Dataset items —
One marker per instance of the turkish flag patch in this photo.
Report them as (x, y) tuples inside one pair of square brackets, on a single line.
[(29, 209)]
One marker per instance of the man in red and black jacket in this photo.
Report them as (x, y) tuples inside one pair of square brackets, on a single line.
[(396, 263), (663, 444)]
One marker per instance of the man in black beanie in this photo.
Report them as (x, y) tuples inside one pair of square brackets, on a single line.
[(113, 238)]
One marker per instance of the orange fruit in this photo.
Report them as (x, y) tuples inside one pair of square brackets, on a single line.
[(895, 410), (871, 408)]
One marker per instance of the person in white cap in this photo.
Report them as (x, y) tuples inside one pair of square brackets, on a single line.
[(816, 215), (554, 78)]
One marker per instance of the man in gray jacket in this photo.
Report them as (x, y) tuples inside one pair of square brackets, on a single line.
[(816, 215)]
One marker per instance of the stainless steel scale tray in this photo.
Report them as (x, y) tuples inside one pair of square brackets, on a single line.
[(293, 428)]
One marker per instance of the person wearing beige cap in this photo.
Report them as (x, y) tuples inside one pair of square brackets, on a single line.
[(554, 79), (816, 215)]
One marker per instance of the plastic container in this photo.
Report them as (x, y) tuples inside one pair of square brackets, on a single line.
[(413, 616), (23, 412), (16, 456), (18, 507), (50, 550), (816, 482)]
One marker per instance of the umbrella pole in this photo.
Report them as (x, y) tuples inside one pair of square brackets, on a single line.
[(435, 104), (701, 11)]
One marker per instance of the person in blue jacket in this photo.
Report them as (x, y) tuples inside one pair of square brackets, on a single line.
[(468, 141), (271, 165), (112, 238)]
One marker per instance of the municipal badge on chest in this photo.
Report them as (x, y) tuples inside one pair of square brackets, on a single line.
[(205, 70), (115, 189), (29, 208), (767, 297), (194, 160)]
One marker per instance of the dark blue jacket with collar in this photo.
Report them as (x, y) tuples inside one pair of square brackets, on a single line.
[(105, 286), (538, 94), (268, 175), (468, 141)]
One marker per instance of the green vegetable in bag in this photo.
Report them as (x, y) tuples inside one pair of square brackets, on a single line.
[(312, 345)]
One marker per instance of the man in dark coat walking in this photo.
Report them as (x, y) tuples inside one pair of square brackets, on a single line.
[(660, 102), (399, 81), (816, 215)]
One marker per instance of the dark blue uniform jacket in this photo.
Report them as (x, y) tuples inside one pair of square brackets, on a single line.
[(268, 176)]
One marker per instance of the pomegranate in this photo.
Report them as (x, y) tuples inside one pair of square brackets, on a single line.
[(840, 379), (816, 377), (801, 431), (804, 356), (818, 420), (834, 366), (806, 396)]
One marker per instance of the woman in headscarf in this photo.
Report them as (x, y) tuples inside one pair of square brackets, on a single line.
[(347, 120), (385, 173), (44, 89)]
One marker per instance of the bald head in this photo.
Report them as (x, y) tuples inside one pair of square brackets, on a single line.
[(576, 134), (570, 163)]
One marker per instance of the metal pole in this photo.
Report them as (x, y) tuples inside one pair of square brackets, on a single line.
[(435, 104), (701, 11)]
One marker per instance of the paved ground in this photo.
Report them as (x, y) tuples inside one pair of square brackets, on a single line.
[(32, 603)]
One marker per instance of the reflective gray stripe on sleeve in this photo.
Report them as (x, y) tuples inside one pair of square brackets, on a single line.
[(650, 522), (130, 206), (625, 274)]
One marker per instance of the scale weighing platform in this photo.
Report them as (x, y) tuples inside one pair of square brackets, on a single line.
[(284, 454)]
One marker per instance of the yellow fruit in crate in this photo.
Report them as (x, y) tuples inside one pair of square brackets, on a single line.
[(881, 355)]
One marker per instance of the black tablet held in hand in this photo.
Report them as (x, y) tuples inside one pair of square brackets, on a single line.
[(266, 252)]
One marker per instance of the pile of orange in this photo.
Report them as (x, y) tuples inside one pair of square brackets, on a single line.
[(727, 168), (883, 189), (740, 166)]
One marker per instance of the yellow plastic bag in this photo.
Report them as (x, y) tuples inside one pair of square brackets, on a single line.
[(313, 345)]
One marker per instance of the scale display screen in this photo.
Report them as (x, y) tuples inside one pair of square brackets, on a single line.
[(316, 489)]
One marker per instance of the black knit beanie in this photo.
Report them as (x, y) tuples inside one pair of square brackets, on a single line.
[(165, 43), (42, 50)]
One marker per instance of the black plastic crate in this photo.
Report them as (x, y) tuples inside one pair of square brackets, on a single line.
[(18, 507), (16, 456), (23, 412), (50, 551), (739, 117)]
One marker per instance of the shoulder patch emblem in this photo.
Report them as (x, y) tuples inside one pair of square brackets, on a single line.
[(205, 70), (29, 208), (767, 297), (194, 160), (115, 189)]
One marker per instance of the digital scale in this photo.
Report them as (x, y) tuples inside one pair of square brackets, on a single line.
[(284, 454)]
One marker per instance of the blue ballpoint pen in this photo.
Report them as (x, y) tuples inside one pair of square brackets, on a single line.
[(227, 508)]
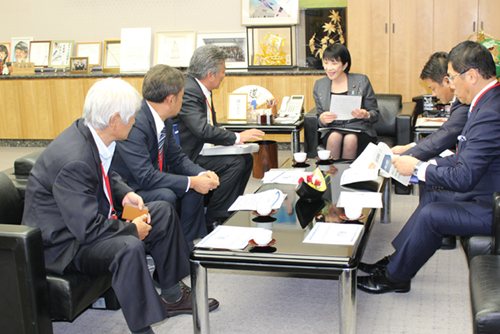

What the exercise asks — Copy the material word for word, from its first line through the line that contains "[(468, 141), (271, 165), (112, 238)]", with both ends included.

Solution for this task —
One marker per instance of the turkish flag patch in this photo.
Report them as (x, y) tuples inside one pair of square brackets, on a single line.
[(29, 209)]
One marker per instance of the man in red and black jacket in this photo.
Report them as (x, y) tuples inside one pair of square brackets, on a single line.
[(396, 263), (663, 444)]
One marker per instance of the man in black beanie in this photo.
Report them as (x, y) tuples inside one pair of square brackets, on a single line.
[(113, 238)]
One marker per instance of the orange fruit in this photo.
Report them as (x, y) tuples inside one pair of square brackets, on a single line.
[(895, 410), (871, 408)]
One marker per instance of the person in white cap in this photo.
Report them as (x, y) tuples inside one pair of square brackets, on a single line.
[(816, 215), (554, 78)]
One marker per instance of the man in gray jacket in this photo.
Report them as (x, y) tuples inside one pair of square brackets, on a single line.
[(816, 215)]
One marker per instance of the stainless steel scale tray in this photo.
Report them as (x, y) tuples inside one pair of square brackets, on a single line.
[(293, 428)]
One marker per instance of the person wearing beige cap in this photo.
Report them as (x, y) tuples inside one pair of square brackets, on a single line.
[(554, 79), (816, 215)]
One marker per instance of the plastic container in this photo.
Report them as (x, y) tuples inside one pair of square brackets, on a single line.
[(413, 616), (23, 412), (16, 456), (18, 507), (50, 550), (816, 482)]
One marker per instance of the umbrella pole in this photo.
Report them as (x, y) tuples inside one pair of square brackets, on a single line.
[(435, 104), (701, 11)]
One marker per instance of the person in blue jacket in this photo.
Report them as (x, y) tuples inside one pair of square brackets, on a single line.
[(468, 141), (271, 165), (112, 238)]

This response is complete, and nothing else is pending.